─── DATA LINES ───

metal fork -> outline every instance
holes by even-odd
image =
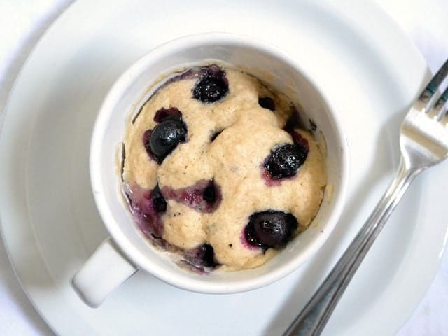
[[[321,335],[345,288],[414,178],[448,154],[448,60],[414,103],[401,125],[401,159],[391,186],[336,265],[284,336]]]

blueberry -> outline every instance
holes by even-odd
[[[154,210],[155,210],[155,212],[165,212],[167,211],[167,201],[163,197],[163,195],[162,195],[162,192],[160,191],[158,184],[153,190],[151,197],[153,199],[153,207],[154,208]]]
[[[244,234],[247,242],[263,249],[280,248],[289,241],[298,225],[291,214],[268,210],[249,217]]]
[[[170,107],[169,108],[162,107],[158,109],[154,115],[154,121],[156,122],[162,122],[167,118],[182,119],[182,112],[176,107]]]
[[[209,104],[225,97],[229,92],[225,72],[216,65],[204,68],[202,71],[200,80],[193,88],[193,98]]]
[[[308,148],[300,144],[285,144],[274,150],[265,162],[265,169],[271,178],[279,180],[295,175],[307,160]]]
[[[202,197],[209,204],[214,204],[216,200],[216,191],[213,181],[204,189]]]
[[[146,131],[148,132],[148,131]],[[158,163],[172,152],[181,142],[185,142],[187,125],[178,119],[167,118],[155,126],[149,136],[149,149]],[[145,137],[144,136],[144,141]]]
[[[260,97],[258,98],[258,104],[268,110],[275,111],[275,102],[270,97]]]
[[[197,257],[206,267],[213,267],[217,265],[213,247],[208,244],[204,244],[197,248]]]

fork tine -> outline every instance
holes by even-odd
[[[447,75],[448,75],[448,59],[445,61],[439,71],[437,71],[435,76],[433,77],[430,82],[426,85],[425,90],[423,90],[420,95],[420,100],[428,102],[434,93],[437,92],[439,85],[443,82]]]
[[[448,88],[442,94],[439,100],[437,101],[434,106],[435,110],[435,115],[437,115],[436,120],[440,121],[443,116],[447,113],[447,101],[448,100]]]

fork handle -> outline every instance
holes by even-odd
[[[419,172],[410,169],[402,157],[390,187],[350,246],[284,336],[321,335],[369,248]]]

───

§ **SET PROBLEM**:
Could you reproduce all of the rows above verbatim, leaving out the picture?

§ **FINAL RESULT**:
metal fork -> outline every instance
holes by even-odd
image =
[[[321,335],[345,288],[414,178],[448,154],[448,60],[414,103],[401,125],[401,159],[391,186],[336,265],[284,336]]]

blueberry -> outline every instance
holes by even-odd
[[[154,210],[155,210],[155,212],[165,212],[167,211],[167,201],[163,197],[163,195],[162,195],[162,192],[160,191],[158,184],[153,190],[151,197],[153,199],[153,207],[154,208]]]
[[[244,234],[247,242],[263,249],[280,248],[289,241],[298,225],[291,214],[268,210],[249,217]]]
[[[170,107],[169,108],[162,107],[158,109],[154,115],[154,121],[156,122],[162,122],[167,118],[182,119],[182,112],[176,107]]]
[[[209,104],[225,97],[229,92],[225,72],[216,65],[204,68],[202,71],[200,80],[193,88],[193,98]]]
[[[308,148],[300,144],[285,144],[274,150],[265,162],[265,169],[271,178],[279,180],[295,175],[307,160]]]
[[[202,197],[209,204],[214,204],[216,200],[216,191],[213,181],[204,189]]]
[[[146,131],[148,132],[148,131]],[[158,163],[172,152],[181,142],[185,142],[187,125],[178,119],[167,118],[155,126],[149,136],[149,149]],[[145,137],[144,136],[144,141]]]
[[[260,97],[258,98],[258,104],[268,110],[275,111],[275,102],[270,97]]]
[[[197,257],[206,267],[213,267],[217,265],[213,247],[208,244],[204,244],[197,248]]]

fork tine -> outline every instance
holes by even-odd
[[[447,75],[448,75],[448,59],[445,61],[439,71],[437,71],[435,76],[433,77],[430,82],[426,85],[425,90],[423,90],[420,95],[420,100],[428,102],[434,93],[437,92],[439,85],[443,82]]]
[[[448,88],[442,94],[439,100],[437,101],[434,106],[435,110],[435,115],[437,115],[436,120],[440,121],[443,116],[447,113],[447,101],[448,100]]]

fork handle -> outline every instance
holes by even-odd
[[[419,172],[410,169],[402,157],[390,187],[350,246],[284,336],[321,335],[369,248]]]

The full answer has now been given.